[Extrait à lire]:
Alors, sur le fond, M. le Président, difficile de ne pas être inquiet sur la façon dont ce gouvernement administre les fonds publics. Puis on n'est pas les seuls à le penser, la Fédération canadienne d'entreprises indépendantes évaluait, de leur côté à eux, à 5 milliard la marge de manoeuvre dont dispose le gouvernement. Ça commence à être de l'argent là, 5 milliards de dollars. Il y a, en plus, dans le processus, sur le fond, des crédits qui sont déjà périmés. On est le 3 mai, le budget a été déposé le 29 mars, l'année fiscale commence le 1er avril, puis, dans certains cas, les crédits sont déjà périmés, c'est-à-dire que...
Et prenons des exemples. Les crédits totaux du MAPAQ sont majorés de 145 millions de dollars deux semaines après le dépôt des crédits, soit le 12 avril: 122 millions sont allés pour La Financière agricole; 23,8 millions de dollars pour l'aide aux entreprises agroalimentaires. L'augmentation est plutôt surprenante, car elle dépasse de 124 % le fonds de suppléance du Conseil du trésor, qui est de 117 millions de dollars. Ça, c'est une provision qui sert à augmenter tout crédit aux programmes des ministères et organismes.
Un autre exemple de ça, de refaire le budget après coup, c'est le budget du CALQ, le Conseil des arts et des lettres du Québec, qui a aussi été majoré. Mme Marois avait annoncé 33 millions de dollars sur quatre ans au CALQ, puis, une semaine plus tard, la ministre de la Culture, suite aux questions que posait la députée de Sauvé, Mme Beauchamp, annonce que c'est plus 33 millions, ce sera 54 millions de dollars. La ministre des Finances reconnaissait, à la période de questions du 10 avril, qu'elle avait effectivement changé de cap. Donc, des crédits sont modifiés quelque jours à peine après le dépôt de ces crédits du budget. Alors, là-dessus, M. le Président, sur le fond, on peut pas dire que c'est très rassurant.
Quand on parle de performance économique au Québec, je le mentionnais il y a une minute, on est 57e sur 61 États et provinces en Amérique du Nord, selon le revenu disponible médian, mais ce qu'il y a d'inquiétant, c'est que notre croissance économique est plus faible et continue d'être plus faible que la moyenne canadienne. Le taux de création d'emplois est plus faible que la moyenne canadienne. D'ailleurs, là-dessus, difficile pour le premier ministre de s'échapper, d'esquiver ses responsabilités et son engagement. Au Sommet du Québec, en 1996, ils ont choisi... il a choisi de fixer un objectif à atteindre dans l'espace de trois ans, d'atteindre le même niveau de croissance d'emploi au Québec que la moyenne canadienne; il a raté la cible. Alors, il faut croire qu'en 1996 il devait savoir de quoi il parlait. Il a dû se passer... Pourtant, la croissance économique a continué puis la croissance d'emploi a continué ailleurs. Mais, au Québec, et selon leur test à eux, ils ont raté la cible.

[Données affichées]:
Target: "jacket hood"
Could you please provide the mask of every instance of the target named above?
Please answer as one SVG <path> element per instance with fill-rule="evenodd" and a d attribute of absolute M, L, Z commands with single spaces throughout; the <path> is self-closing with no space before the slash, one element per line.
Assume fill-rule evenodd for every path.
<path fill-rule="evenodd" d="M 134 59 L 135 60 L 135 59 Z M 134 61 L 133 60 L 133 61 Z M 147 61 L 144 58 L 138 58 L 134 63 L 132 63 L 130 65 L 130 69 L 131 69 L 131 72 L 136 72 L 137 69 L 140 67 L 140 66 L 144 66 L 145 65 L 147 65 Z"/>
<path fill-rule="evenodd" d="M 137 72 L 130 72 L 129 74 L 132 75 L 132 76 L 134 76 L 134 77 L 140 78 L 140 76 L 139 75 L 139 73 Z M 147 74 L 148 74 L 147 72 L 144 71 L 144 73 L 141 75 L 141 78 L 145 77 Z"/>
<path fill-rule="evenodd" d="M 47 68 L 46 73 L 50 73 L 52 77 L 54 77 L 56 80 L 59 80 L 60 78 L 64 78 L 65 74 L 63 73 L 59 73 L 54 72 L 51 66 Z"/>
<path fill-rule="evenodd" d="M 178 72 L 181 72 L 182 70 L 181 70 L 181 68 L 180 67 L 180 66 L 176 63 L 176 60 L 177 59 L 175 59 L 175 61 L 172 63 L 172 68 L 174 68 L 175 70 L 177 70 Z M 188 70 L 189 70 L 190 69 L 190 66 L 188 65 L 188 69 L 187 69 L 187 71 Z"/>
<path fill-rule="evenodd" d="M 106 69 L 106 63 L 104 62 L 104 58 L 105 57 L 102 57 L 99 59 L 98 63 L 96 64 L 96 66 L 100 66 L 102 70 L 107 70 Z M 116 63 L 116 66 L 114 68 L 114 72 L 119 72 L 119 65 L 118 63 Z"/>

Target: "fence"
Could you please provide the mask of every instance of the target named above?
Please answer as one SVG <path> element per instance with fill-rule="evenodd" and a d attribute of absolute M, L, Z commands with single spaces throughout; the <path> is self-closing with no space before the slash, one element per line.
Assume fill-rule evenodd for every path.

--

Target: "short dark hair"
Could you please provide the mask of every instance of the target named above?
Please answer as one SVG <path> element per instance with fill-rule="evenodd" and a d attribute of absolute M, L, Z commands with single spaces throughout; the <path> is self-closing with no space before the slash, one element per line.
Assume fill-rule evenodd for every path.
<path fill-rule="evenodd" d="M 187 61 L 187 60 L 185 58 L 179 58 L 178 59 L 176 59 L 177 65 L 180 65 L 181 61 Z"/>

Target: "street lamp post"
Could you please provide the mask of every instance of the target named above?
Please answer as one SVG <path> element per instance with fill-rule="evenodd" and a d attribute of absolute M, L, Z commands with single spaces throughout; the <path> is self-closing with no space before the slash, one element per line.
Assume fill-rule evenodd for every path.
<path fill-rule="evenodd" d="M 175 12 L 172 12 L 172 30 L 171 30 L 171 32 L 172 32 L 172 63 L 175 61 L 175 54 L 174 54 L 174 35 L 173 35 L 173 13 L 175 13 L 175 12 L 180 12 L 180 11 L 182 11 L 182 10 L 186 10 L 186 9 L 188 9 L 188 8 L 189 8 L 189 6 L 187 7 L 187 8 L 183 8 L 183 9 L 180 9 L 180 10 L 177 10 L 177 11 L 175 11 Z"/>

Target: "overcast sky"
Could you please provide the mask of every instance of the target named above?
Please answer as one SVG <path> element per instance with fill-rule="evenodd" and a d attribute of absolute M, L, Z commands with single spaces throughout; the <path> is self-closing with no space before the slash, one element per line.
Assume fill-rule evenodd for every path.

[Ce qui est demandé]:
1. Transcrivez le passage de l'extrait à lire depuis « Et prenons des » jusqu'à « ministères et organismes. » inclus.
2. D'après l'extrait à lire, à combien la Fédération canadienne d'entreprises indépendantes évaluait-elle la marge de manœuvre dont dispose le gouvernement ?
3. Pourquoi, selon l'extrait à lire, l'augmentation des crédits totaux du MAPAQ est-elle jugée surprenante ? Répondez en une à trois phrases.

[Réponses par tâche]:
1.
Et prenons des exemples. Les crédits totaux du MAPAQ sont majorés de 145 millions de dollars deux semaines après le dépôt des crédits, soit le 12 avril: 122 millions sont allés pour La Financière agricole; 23,8 millions de dollars pour l'aide aux entreprises agroalimentaires. L'augmentation est plutôt surprenante, car elle dépasse de 124 % le fonds de suppléance du Conseil du trésor, qui est de 117 millions de dollars. Ça, c'est une provision qui sert à augmenter tout crédit aux programmes des ministères et organismes.

2. À 5 milliards de dollars.

3. Elle dépasse de 124 % le fonds de suppléance du Conseil du trésor, qui est de 117 millions de dollars. Ce fonds est une provision qui sert à augmenter tout crédit aux programmes des ministères et organismes.